--- Begin Given entries ---

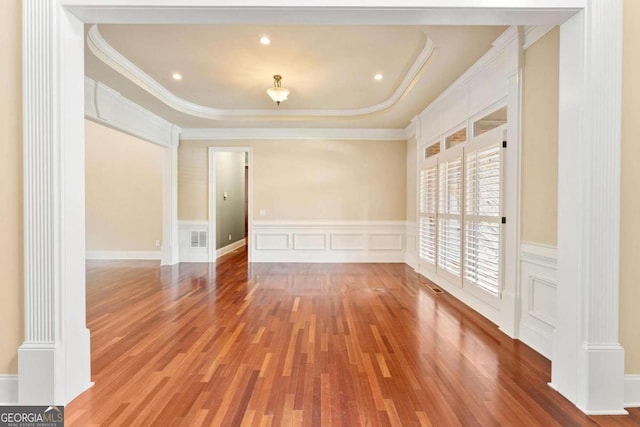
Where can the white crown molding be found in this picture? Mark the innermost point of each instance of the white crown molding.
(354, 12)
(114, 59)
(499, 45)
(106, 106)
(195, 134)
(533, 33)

--- End Given entries ---
--- Begin Given entries ---

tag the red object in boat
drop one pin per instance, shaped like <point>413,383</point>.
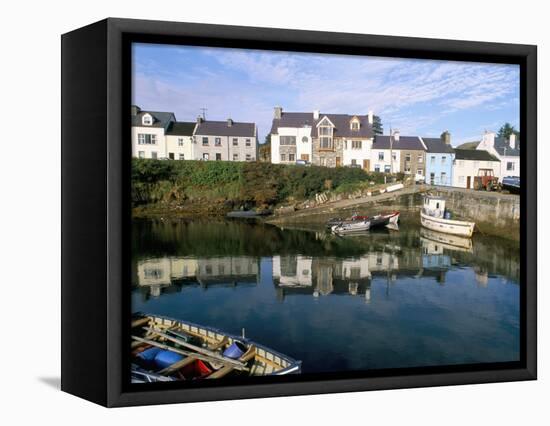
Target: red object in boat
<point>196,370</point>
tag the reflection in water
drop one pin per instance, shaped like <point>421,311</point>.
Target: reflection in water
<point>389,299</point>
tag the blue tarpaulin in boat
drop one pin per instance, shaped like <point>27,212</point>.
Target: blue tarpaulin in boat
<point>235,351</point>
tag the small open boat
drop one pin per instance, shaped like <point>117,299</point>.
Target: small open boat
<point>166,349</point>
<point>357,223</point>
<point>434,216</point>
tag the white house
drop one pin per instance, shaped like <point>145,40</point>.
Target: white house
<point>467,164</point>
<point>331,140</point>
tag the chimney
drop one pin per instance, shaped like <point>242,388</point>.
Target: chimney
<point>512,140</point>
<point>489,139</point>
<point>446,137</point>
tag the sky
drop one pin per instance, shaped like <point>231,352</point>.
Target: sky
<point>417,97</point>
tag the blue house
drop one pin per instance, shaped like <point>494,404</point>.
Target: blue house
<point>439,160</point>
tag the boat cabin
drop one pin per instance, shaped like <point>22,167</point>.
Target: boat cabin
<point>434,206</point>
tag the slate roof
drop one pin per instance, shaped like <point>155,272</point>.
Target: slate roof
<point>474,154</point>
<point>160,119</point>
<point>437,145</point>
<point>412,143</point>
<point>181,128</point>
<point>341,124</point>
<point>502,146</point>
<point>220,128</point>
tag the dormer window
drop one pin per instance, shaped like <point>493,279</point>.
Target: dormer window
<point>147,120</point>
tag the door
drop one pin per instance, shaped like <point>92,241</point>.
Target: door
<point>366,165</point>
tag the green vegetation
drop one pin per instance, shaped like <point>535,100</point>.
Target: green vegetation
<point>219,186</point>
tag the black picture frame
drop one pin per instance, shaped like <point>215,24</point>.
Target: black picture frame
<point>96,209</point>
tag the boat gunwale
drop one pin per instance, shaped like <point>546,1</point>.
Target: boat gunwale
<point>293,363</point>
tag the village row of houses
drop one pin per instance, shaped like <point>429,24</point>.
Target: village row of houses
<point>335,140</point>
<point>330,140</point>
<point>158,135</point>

--- End Given entries ---

• What is needed
Rewrite the records as a numbered list, starting with the line that contains "tag the boat cabin" and going on through the line that contains "<point>434,206</point>", both included. Cover only those lines and leave out any blank ones.

• Full output
1. tag the boat cabin
2. drop one pin per instance, shaped like <point>22,167</point>.
3. Target: boat cabin
4. <point>434,206</point>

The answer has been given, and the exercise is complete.